**Dataset records:**
********************
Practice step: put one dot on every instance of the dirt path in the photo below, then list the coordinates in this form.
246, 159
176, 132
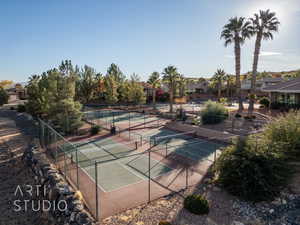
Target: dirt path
13, 173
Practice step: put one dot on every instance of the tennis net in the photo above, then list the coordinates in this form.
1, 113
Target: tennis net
173, 137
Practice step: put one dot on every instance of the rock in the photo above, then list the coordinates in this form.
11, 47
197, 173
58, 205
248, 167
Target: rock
237, 223
216, 189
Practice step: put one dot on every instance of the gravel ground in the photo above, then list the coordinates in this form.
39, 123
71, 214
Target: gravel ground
13, 173
224, 208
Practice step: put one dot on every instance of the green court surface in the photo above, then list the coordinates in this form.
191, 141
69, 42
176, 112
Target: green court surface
120, 173
121, 165
117, 117
168, 142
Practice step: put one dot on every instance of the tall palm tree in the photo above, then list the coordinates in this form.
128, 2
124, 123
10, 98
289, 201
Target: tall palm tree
182, 82
236, 32
170, 76
263, 26
154, 81
228, 80
218, 79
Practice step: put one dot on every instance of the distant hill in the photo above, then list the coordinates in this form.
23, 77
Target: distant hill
283, 74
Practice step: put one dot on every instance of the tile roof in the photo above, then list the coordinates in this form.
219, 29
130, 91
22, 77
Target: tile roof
292, 85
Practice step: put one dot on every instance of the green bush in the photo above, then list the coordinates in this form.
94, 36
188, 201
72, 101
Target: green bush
250, 170
164, 223
284, 132
95, 129
213, 113
237, 115
265, 102
3, 96
196, 204
223, 101
21, 108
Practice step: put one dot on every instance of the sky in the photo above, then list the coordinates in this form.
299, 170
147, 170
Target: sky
140, 36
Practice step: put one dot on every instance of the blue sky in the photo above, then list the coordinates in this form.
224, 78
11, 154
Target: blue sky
140, 36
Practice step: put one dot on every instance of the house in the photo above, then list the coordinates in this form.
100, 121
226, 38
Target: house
260, 85
196, 85
193, 85
285, 94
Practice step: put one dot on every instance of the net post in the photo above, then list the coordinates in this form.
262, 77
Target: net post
96, 190
149, 178
166, 149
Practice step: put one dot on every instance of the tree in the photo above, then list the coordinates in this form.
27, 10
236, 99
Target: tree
111, 93
218, 79
182, 82
154, 81
136, 90
116, 73
87, 84
236, 32
51, 96
5, 83
3, 96
170, 76
263, 26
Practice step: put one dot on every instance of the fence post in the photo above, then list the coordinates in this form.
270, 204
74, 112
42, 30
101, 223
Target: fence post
166, 149
149, 178
65, 166
96, 189
77, 172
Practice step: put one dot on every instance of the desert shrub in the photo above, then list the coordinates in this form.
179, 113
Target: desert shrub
223, 101
95, 129
21, 108
196, 204
250, 170
285, 132
265, 102
213, 113
3, 96
252, 117
164, 223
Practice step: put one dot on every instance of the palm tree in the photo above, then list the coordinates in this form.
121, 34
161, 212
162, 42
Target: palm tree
236, 32
182, 82
218, 80
263, 26
170, 76
154, 81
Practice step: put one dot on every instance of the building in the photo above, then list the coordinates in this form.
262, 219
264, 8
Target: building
196, 85
260, 85
285, 94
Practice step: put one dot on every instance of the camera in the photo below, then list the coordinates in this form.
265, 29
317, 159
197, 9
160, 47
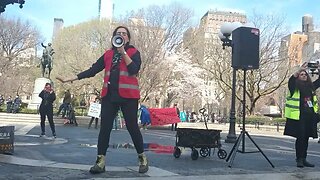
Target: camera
117, 41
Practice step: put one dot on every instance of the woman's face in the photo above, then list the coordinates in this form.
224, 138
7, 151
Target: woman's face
123, 32
47, 88
303, 76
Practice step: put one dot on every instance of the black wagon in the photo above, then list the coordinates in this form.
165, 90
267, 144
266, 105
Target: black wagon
205, 139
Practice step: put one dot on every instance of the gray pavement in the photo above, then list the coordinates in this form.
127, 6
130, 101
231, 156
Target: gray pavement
74, 151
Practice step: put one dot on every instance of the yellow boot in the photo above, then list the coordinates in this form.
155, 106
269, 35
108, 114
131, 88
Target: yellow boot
99, 167
143, 163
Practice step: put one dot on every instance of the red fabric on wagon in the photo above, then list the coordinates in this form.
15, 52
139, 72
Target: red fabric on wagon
163, 116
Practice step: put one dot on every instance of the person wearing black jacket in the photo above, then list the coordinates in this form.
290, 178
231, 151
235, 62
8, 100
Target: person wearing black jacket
120, 91
46, 108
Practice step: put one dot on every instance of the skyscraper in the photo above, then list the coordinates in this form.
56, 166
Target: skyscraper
105, 9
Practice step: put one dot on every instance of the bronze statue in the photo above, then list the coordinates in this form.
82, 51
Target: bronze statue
46, 59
********************
**Task statement:** In the entries above, find each line with "below" and list it.

**The completed task:**
Practice step: put one dot on every instance of the dirt path in the photo below, then list the coordinates in this form.
Practice step: put one dot on every instance of the camera in the photo below, then list the coordinates in this form.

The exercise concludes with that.